_EXCERPT PROVIDED_:
>> begin
Consensus implementation discussion: there are multiple ways to implement this, all of which have pros and cons. I'll list only the few that I deem likely:

Use the hashicorp/raft golang library for leader election & gossip
Use Consul as an external tool; get leader election from Consul. Attempt chatter via key-value store
Use etcd/raft golang library
Embed etcd
Use etcd as an external tool

A discussion of the merits of various approaches follows.

Some considerations

The orchestrator nodes would need to be able to elect a leader.

The orchestrator leader will need to advertise changes to its followers. It is advisable that those advertisements enjoy a quorum consensus, or else they may get lost.

Example for changes that need to be advertised: begin-downtime, begin recovery, register-candidate etc. (see initial comment).

Some perceptions and idle thoughts

I have successfully worked with the hashicorp/raft library while authoring freno. Change advertising can be a bit of a hassle, but otherwise this library supports:

Leader election & checks
Gossip; one may advertise a message to the raft group and confirm that the message was received by a quorum. The message is but a BLOB, and this is where the code hassled a bit for encoding & decoding the messages. No big deal.
Snapshotting (log reduction). Actually the snapshot/load operations are trivial, nil, since we're using a backend database (MySQL/SQLite) anyhow, and all message changes are persisted.

Notable that while Consul uses the hashicorp/raft library, it does not advertise same functionality as a service.
>> end
Pointing records:
>> begin
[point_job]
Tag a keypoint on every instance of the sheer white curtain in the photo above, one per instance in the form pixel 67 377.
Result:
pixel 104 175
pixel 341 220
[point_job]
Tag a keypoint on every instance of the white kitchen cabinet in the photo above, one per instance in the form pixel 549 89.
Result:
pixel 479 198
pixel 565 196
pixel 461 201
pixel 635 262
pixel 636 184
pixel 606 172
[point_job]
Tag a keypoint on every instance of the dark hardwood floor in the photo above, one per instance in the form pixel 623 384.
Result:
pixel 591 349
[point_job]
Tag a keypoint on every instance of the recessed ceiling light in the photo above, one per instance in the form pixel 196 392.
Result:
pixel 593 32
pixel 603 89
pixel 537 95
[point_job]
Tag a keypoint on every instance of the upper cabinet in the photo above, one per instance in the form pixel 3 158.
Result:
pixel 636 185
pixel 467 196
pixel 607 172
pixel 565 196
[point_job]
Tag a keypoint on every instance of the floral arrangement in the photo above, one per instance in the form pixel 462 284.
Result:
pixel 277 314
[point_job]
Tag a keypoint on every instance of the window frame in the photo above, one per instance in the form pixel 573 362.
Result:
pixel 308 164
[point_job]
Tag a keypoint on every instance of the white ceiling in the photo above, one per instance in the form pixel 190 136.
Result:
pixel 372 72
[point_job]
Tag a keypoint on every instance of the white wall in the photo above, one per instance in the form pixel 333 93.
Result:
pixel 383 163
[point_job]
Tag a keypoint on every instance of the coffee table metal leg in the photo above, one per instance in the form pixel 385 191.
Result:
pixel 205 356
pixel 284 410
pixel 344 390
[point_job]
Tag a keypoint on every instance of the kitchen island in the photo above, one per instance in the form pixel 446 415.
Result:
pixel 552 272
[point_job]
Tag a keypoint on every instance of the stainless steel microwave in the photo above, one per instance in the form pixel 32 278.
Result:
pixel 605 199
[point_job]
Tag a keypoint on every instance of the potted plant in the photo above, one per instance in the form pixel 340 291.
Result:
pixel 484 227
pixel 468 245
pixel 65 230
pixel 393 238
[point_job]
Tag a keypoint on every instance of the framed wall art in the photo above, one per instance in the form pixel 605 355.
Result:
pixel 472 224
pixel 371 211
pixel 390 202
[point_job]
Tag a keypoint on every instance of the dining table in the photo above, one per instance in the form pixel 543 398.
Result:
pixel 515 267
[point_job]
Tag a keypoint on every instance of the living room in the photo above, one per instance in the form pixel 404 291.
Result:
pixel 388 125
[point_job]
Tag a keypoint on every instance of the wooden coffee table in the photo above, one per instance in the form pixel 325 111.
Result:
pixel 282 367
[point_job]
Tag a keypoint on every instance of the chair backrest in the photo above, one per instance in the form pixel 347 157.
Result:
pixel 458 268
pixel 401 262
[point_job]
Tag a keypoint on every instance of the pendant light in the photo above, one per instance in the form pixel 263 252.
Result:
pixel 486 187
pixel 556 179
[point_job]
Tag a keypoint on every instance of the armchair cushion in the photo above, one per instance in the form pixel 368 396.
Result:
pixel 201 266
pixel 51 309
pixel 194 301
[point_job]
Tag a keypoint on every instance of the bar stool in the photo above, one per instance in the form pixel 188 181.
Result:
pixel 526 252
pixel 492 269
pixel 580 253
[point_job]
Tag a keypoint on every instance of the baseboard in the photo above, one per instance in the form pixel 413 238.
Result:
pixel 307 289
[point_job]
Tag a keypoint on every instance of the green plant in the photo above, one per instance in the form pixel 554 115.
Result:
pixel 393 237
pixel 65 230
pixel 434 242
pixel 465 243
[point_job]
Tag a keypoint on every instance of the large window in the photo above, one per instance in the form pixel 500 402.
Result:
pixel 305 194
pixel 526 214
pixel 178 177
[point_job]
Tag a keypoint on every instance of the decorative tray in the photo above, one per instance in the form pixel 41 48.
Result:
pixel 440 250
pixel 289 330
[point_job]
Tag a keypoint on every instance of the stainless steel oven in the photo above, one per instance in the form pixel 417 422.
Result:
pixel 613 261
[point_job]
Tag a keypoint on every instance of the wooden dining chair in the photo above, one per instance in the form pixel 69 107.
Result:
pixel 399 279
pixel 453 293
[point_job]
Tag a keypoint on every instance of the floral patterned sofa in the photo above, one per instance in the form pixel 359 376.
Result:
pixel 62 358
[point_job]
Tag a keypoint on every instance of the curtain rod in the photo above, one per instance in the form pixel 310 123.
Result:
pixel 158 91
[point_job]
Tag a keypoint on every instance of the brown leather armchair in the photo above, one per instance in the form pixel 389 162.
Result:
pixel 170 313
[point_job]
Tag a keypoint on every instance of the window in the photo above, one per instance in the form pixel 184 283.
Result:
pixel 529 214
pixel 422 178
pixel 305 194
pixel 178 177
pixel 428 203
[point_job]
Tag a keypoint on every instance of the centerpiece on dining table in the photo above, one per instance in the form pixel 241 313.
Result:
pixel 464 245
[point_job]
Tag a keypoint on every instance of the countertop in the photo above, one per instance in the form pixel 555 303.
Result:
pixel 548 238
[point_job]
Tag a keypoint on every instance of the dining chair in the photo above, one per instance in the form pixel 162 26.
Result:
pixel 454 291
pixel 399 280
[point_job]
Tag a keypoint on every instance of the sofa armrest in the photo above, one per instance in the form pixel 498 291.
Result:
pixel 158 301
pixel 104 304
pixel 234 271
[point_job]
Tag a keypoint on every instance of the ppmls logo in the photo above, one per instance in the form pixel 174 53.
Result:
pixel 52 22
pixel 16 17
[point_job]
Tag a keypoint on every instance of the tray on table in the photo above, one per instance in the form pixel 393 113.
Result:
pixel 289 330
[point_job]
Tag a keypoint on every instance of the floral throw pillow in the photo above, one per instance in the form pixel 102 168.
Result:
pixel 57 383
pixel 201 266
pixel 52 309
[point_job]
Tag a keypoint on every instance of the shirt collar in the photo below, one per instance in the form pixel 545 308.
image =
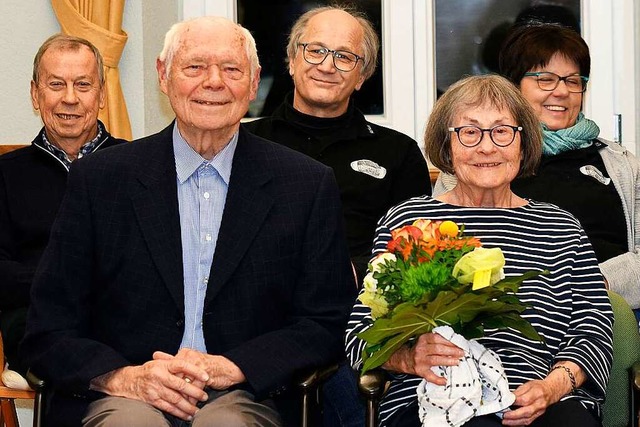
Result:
pixel 188 160
pixel 87 148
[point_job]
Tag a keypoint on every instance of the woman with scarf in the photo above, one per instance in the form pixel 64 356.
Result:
pixel 594 179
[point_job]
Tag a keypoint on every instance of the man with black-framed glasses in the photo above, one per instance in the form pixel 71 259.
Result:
pixel 331 52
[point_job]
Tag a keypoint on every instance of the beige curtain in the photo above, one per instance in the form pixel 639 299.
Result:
pixel 100 22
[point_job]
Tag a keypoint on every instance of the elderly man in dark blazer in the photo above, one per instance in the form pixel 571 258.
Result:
pixel 191 273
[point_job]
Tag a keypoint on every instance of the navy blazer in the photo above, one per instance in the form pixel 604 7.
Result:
pixel 109 289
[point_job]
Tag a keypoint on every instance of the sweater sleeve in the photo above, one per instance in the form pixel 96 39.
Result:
pixel 15 277
pixel 623 276
pixel 589 339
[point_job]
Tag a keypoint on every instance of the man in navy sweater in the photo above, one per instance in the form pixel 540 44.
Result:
pixel 68 91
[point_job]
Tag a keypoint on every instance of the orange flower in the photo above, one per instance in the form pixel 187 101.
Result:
pixel 430 229
pixel 407 231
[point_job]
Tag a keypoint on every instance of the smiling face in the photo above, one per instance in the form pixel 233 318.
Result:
pixel 322 90
pixel 559 108
pixel 485 166
pixel 68 96
pixel 209 84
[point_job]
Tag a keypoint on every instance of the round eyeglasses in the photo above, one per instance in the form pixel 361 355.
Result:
pixel 549 81
pixel 343 60
pixel 501 135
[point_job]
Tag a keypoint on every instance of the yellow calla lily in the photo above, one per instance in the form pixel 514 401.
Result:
pixel 482 267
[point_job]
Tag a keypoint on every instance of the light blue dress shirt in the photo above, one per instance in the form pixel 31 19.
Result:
pixel 202 192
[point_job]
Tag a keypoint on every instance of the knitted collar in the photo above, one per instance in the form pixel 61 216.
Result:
pixel 577 136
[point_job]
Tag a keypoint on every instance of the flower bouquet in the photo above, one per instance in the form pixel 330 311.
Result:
pixel 433 275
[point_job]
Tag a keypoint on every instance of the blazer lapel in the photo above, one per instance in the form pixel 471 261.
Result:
pixel 155 203
pixel 247 205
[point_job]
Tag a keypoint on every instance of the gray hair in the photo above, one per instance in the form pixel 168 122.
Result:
pixel 173 36
pixel 64 41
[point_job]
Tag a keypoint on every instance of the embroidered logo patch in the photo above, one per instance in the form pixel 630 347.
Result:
pixel 594 172
pixel 370 168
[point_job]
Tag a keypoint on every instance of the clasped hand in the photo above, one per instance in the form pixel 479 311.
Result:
pixel 173 384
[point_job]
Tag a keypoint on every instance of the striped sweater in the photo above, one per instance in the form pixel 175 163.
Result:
pixel 569 307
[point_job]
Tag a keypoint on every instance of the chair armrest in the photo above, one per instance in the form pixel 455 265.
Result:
pixel 38 385
pixel 373 383
pixel 309 380
pixel 372 386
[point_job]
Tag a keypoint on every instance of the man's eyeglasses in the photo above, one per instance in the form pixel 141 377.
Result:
pixel 550 81
pixel 501 135
pixel 343 60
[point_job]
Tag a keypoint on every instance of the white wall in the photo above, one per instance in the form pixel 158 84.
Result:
pixel 27 23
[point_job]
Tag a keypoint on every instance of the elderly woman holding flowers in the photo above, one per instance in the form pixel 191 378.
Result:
pixel 543 352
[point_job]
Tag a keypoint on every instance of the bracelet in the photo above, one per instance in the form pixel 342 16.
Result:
pixel 572 378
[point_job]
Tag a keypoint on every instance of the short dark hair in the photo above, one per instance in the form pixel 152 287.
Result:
pixel 477 91
pixel 530 46
pixel 64 41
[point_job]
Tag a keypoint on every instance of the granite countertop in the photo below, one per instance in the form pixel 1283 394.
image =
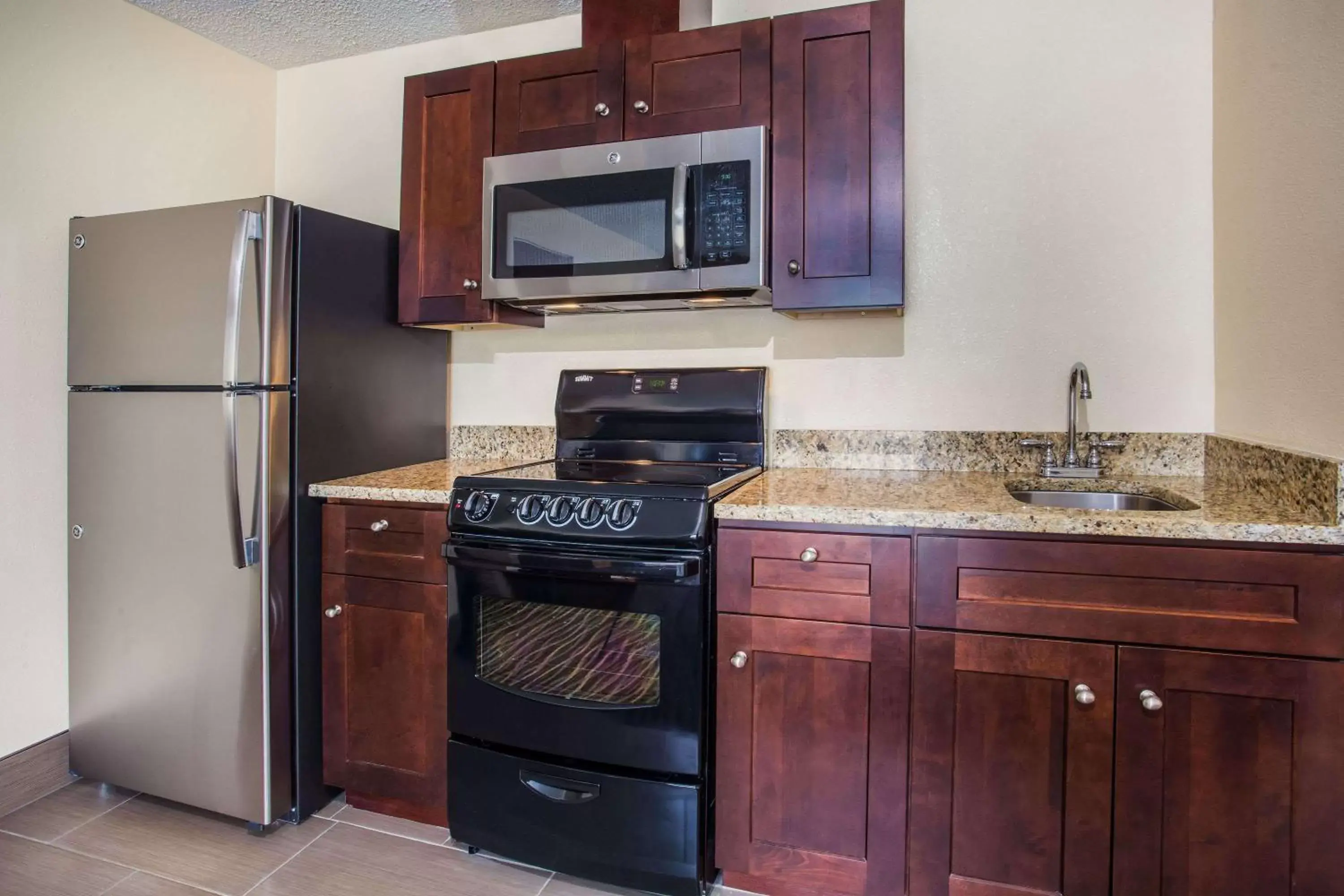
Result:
pixel 420 484
pixel 940 500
>> end
_WRITTEN PROBLEM 1_:
Which backend databases does the consensus excerpt name as already persisting all message changes?
_WRITTEN PROBLEM 2_:
Copy the listing verbatim, starting at its first line and ending at the line that contains "pixel 606 172", with both of those lines included.
The consensus excerpt and the listing have no connection to each other.

_CORRECT RESULT 1_:
MySQL and SQLite.

_CORRECT RESULT 2_:
[point_job]
Tag a keypoint on every instance of the sheer white curtain in the photo above, one per instance in the form pixel 67 377.
Result:
pixel 104 175
pixel 341 220
[point_job]
Tag a keypoint on every instance of the white kitchen cabinet in the photo above, one per instance in the form pixel 549 89.
Result:
pixel 479 198
pixel 565 196
pixel 461 201
pixel 635 262
pixel 636 184
pixel 606 172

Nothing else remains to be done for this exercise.